It’s logical to think the move could be effective. “Eating and drinking places are still 1.7 million jobs (or 14%) below pre-pandemic levels,” the National Restaurant Association said of the April numbers, with casual-dining and fine-dining establishments reporting the biggest shortfalls (about 55 percent, compared with 39 percent for quick-service).
But what if a substantial number of those not going back to restaurant work simply realized during the pandemic layoff that working in many restaurants … is kind of awful? And if they didn’t go into an entirely new line of work, what if during the past year they discovered that there are interesting new ways of staying in the food business without the exhausting, often demeaning restaurant grind?
People forget that restaurants were scrambling to find workers long before the pandemic. In 2015, a Chicago Tribune story asked, “Where have all the cooks gone?” as owner after owner bemoaned the scarcity of options.
In the year before the pandemic, industry analysts were wondering whether the country was flooded with an overabundance of restaurants, shrinking profit margins toward zero.
The abruptness with which restaurants closed last year amid stay-at-home orders, and the deaths of some workers due to covid-19 had a significant psychological impact, according to Eric Rivera, owner of the Seattle restaurant Addo.
In a May 6 Twitter thread, Rivera said restaurants essentially insulted their employees when they pared down to skeleton staffs and kept their places alive through delivery apps and to-go orders. “You proved you don’t need those employees right in front of their faces,” he said of restaurant owners, who “are now ramping up hiring and not realizing that people don’t want to be abandoned again.”
New Orleans chef Jason Goodenough sympathizes with the respondents to a recent union-affiliated survey, more than half of whom said they intended to quit their restaurant jobs — with nearly 80 percent of those planning to quit citing low wages as their reason for leaving.
Servers in many parts of the country receive tipped wages as low as $2.13 an hour under federal guidelines, on the expectation that gratuities will boost them at least to the $7.25 minimum wage. Some places pay more. But employees can’t count on patrons to be generous — or on bosses to assign them full shifts.
“I think people aren’t returning because restaurant work sucks, is underpaid or provides no upward mobility or benefits,” Goodenough tells me. “The pandemic has laid bare this reality, and people just don’t want to do it anymore. Ever.”
In January, Goodenough decided he’d had enough. And he was a star in the New Orleans restaurant world, known for his Southern dishes at Carrollton Market. Struggling to stay afloat during the pandemic, Goodenough said he snapped when a patron berated him for displaying Black Lives Matter signs in the restaurant window. He shut Carrollton Market down.
He says, “I know I never, ever, want to work in or own a restaurant again.”
Nor does he — or many fellow refugees from restaurant work — necessarily need to. Goodenough lately has cooked multi-course dinners for corporate clients and for guests in private homes, and he has entertained his Instagram fans with cooking lessons.
Even if former restaurant staff aren’t on his elite level, they may find themselves welcome in grocery-store cafes, gourmet shops with grab-and-go cuisine, and many places where, unlike many restaurants, the pay and hours may be steadier and even come with benefits.
In the Detroit area, where I live, the buzz lately has been about pop-ups — traveling food vendors offering everything from tacos and dumplings to pho and pastries. These mobile cooks, with colorful names such as Lucha Puerco, Basil Babe and Pizza Replicator, are hosted by distilleries, wine stores, coffee bars and even restaurant owners eager to piggyback on the social media popularity of pop-ups, which regularly sell out.
Attitudes are undeniably shifting, making this staffing crisis a wake-up call for restaurants. They no longer have a corner on feeding customers — or on the people who used to serve them.
#####
* WORK INSTRUCTIONS:
Answer these questions from the piece on restaurant staffing.
(a) According to the National Restaurant Association, how many jobs below pre-pandemic levels were eating and drinking places in April?
(b) What is the lowest hourly tipped wage that servers may receive under federal guidelines?
(c) What was the name of the restaurant that Jason Goodenough shut down?
#####
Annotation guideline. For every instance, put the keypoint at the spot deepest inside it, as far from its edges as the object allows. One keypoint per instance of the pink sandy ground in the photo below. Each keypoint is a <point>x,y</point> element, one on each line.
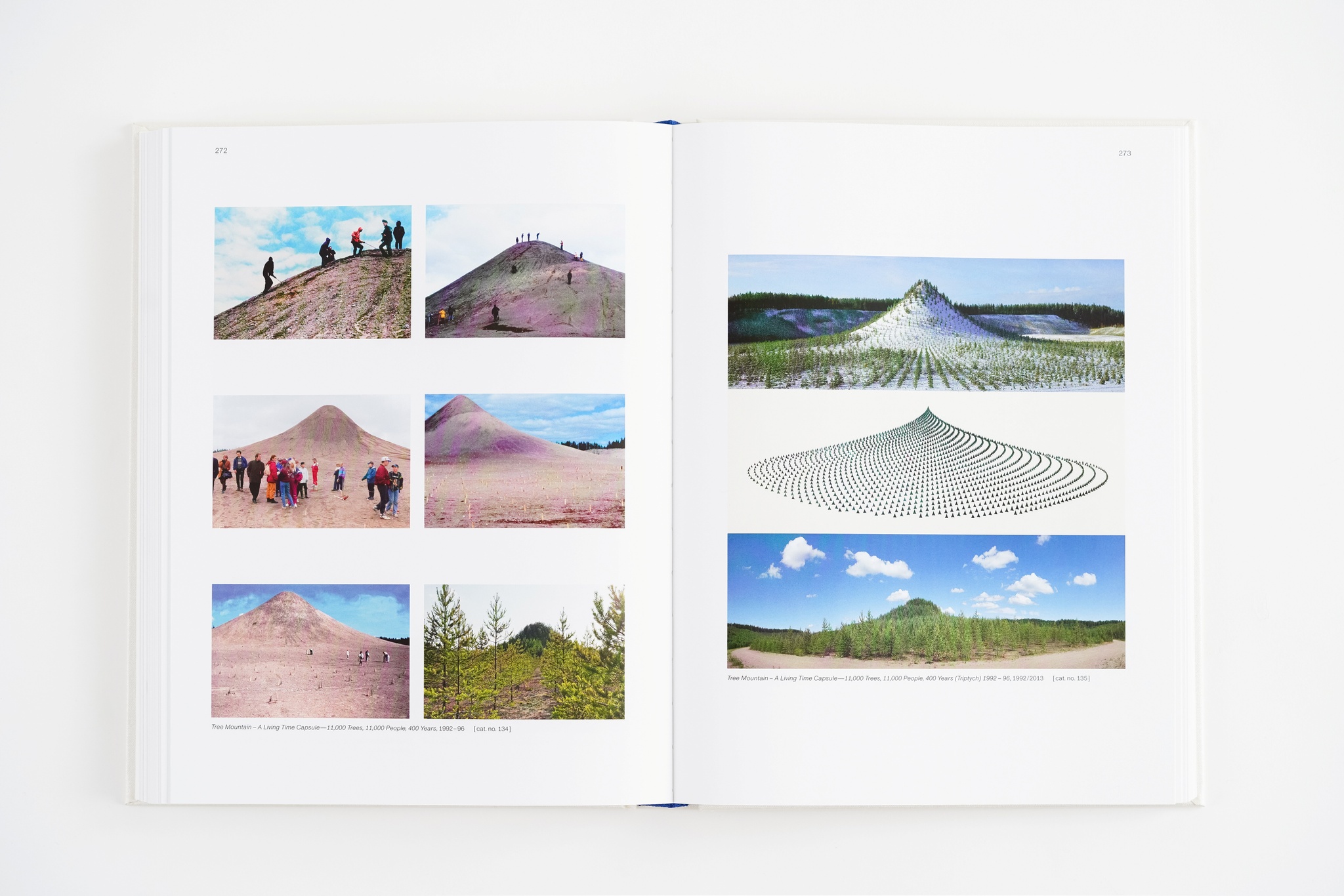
<point>268,682</point>
<point>518,491</point>
<point>1102,656</point>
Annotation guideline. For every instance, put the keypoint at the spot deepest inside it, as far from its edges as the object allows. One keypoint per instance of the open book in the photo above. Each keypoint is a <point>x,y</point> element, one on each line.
<point>715,464</point>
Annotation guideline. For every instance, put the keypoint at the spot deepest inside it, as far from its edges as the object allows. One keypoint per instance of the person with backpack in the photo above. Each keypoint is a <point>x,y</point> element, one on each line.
<point>396,483</point>
<point>381,481</point>
<point>240,465</point>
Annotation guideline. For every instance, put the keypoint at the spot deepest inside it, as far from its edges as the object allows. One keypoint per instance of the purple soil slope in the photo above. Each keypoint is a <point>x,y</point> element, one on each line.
<point>365,296</point>
<point>329,434</point>
<point>541,291</point>
<point>461,430</point>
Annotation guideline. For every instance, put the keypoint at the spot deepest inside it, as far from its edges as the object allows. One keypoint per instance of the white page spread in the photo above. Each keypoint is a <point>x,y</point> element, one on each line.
<point>937,469</point>
<point>369,300</point>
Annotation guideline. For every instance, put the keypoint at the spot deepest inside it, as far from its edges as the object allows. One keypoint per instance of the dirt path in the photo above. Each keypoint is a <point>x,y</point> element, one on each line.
<point>1102,656</point>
#####
* RESPONSE AREA:
(a) 1.7 million jobs, or 14%
(b) $2.13 an hour
(c) Carrollton Market